> **WORK INSTRUCTIONS**
Select from the records below every line that has the word "building" in it.
- - -
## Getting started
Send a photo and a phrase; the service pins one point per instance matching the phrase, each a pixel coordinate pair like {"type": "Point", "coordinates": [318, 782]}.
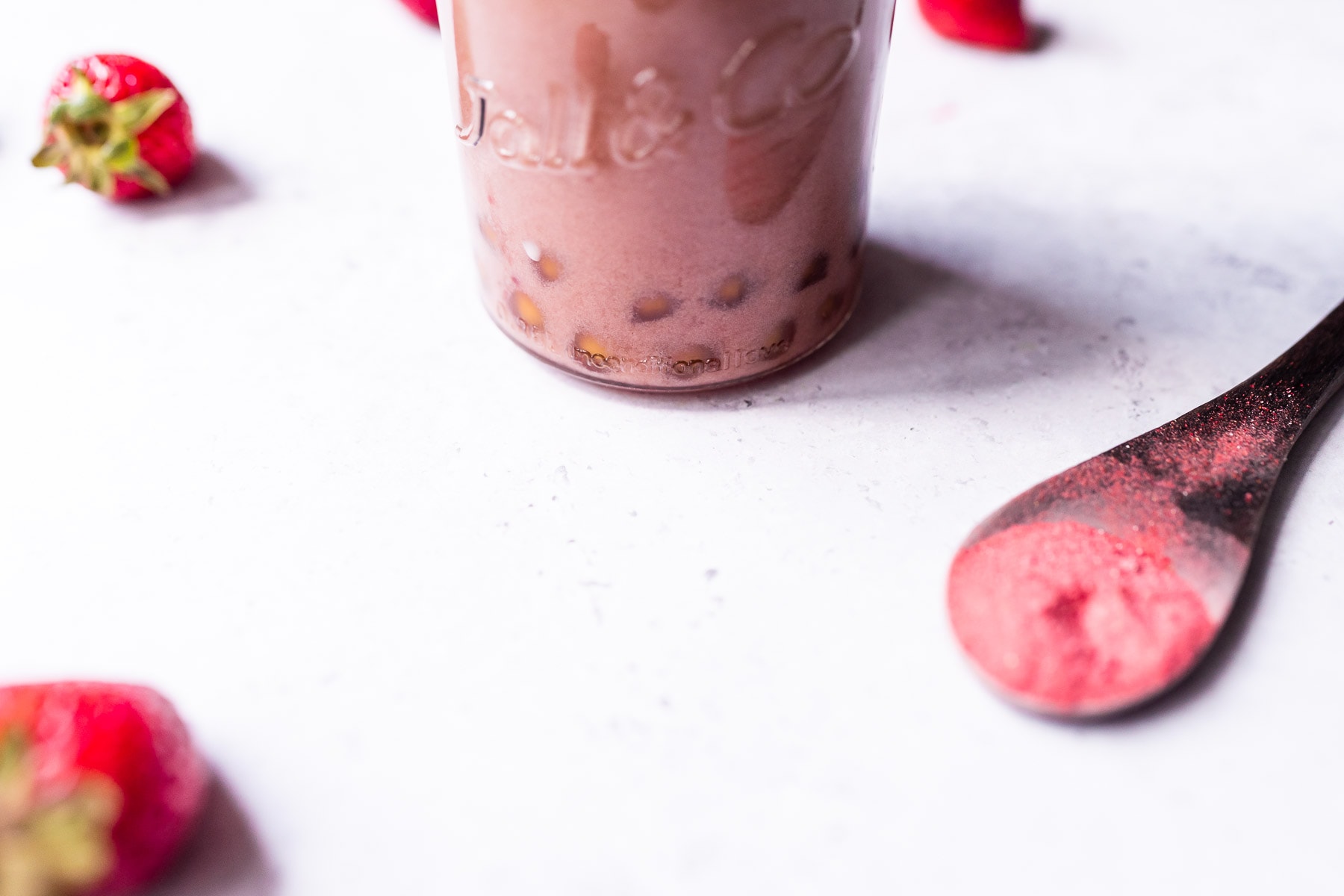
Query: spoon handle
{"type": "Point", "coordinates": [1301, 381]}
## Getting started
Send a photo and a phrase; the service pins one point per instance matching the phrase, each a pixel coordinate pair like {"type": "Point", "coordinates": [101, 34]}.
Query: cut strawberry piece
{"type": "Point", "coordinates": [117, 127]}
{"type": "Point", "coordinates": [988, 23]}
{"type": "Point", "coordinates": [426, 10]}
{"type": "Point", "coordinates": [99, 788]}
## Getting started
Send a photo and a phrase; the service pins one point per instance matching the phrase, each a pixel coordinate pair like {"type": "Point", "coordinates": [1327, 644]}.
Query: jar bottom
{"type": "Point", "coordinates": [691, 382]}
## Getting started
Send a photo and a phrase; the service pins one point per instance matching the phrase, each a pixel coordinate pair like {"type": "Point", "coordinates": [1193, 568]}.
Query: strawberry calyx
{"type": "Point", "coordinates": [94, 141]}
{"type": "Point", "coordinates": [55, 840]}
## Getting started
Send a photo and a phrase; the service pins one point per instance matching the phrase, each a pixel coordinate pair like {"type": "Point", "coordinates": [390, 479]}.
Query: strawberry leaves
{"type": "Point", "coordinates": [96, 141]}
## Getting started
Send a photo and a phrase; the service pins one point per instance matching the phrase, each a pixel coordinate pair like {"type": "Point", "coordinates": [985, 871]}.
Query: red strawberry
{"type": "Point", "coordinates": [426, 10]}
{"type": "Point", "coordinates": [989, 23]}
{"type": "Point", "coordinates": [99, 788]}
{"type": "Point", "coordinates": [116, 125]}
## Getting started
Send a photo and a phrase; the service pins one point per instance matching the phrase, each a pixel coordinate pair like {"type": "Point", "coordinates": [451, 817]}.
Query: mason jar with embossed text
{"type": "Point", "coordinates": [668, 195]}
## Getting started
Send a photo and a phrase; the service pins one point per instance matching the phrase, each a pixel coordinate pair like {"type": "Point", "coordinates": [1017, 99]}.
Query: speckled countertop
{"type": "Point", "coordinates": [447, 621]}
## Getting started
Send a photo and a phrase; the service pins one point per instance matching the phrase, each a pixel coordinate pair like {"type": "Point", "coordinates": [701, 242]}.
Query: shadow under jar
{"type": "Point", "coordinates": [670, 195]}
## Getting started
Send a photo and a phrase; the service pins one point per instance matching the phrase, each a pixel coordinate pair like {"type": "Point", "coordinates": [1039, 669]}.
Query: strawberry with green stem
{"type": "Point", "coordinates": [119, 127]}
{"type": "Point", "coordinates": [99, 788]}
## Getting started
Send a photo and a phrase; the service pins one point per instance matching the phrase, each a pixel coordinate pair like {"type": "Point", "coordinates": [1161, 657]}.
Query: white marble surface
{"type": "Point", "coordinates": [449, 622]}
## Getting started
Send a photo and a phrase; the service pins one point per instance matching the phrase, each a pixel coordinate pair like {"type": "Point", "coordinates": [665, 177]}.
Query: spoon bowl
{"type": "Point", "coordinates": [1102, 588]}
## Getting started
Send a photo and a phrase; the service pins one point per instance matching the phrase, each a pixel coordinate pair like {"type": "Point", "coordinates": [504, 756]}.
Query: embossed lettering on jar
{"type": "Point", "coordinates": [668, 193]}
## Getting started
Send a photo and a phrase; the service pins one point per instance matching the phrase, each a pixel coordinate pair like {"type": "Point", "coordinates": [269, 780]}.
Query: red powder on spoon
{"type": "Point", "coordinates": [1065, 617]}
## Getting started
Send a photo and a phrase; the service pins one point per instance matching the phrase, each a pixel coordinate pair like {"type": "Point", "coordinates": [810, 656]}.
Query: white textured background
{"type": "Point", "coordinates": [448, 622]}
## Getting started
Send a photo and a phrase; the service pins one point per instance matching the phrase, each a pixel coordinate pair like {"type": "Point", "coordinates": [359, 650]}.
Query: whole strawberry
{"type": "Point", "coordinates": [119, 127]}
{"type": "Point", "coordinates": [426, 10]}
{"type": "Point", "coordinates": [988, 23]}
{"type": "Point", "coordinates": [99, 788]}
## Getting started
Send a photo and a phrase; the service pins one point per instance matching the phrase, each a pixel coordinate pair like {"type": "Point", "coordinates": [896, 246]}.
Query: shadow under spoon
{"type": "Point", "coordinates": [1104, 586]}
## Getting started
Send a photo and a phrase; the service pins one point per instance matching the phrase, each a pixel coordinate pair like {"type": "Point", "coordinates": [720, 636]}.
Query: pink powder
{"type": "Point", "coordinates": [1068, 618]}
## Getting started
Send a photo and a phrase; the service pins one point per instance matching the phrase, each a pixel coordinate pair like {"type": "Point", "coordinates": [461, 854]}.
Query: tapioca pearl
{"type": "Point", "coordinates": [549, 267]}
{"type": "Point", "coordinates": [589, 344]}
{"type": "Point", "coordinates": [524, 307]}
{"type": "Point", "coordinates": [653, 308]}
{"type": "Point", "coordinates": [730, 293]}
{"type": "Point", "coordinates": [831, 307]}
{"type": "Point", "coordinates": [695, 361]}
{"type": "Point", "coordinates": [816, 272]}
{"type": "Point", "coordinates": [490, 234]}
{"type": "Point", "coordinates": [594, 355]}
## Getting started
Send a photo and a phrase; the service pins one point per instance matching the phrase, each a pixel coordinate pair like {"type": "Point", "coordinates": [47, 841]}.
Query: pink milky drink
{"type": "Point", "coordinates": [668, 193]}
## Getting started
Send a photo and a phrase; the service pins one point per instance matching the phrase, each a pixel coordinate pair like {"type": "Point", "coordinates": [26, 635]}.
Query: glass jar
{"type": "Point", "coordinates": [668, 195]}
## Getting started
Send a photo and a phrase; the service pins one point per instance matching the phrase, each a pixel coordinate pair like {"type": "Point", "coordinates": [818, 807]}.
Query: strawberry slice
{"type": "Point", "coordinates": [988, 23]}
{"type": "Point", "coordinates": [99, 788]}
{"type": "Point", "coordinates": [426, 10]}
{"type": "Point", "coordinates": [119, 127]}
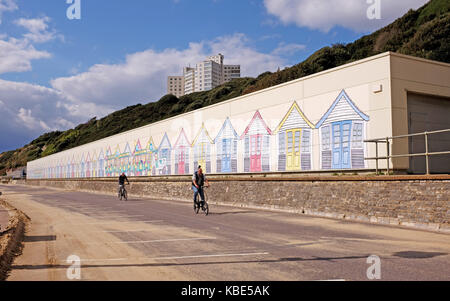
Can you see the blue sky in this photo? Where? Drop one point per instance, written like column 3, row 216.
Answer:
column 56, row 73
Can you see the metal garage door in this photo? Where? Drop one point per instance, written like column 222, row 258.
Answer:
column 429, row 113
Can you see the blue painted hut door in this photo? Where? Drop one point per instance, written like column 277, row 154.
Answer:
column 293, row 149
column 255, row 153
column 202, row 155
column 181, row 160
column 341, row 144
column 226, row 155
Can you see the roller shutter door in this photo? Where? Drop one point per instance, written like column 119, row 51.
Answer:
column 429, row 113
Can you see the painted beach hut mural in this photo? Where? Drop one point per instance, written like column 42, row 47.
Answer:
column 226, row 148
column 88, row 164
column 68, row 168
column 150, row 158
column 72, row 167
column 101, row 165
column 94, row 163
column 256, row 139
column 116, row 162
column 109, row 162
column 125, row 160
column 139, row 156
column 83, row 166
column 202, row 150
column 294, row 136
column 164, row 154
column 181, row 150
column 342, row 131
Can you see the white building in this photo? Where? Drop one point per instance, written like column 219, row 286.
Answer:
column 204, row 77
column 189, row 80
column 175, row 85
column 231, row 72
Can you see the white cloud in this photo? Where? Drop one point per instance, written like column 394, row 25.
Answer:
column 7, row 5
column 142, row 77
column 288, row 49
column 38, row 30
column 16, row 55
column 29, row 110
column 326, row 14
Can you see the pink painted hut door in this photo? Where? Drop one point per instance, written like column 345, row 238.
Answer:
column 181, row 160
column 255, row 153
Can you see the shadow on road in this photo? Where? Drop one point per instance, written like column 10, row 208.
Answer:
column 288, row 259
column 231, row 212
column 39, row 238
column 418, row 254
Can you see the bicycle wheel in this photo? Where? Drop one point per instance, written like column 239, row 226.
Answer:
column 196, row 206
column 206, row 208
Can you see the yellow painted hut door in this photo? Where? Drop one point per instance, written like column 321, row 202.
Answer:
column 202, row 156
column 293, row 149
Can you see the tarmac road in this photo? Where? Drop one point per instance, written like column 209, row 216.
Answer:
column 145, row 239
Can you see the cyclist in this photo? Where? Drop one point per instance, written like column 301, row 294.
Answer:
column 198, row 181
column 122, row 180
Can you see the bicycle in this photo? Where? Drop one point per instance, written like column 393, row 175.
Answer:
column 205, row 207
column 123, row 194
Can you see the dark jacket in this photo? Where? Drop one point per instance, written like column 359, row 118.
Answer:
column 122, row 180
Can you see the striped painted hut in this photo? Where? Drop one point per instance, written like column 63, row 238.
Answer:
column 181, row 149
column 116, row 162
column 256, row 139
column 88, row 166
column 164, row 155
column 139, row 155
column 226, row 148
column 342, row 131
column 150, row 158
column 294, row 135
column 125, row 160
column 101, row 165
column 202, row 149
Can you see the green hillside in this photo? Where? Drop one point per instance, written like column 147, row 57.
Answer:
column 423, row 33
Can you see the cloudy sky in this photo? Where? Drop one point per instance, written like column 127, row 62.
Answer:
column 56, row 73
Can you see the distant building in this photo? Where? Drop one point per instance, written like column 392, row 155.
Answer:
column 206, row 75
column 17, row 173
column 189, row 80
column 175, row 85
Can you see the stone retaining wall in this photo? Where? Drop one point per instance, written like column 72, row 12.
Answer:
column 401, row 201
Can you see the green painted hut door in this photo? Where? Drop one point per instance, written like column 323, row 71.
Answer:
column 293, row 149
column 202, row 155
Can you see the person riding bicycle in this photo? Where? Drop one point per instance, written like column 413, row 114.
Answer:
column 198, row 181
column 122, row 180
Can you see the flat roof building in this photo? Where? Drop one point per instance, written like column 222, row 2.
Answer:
- - -
> **REPLY**
Can you see the white building in this photo? Where? Drop one point per instance, written like column 219, row 286.
Can you see the distant building in this photo? Where? Drop one point per instance, written like column 392, row 155.
Can you see the flat roof building in this photo? Where? Drop one point per instance, written like column 222, row 2.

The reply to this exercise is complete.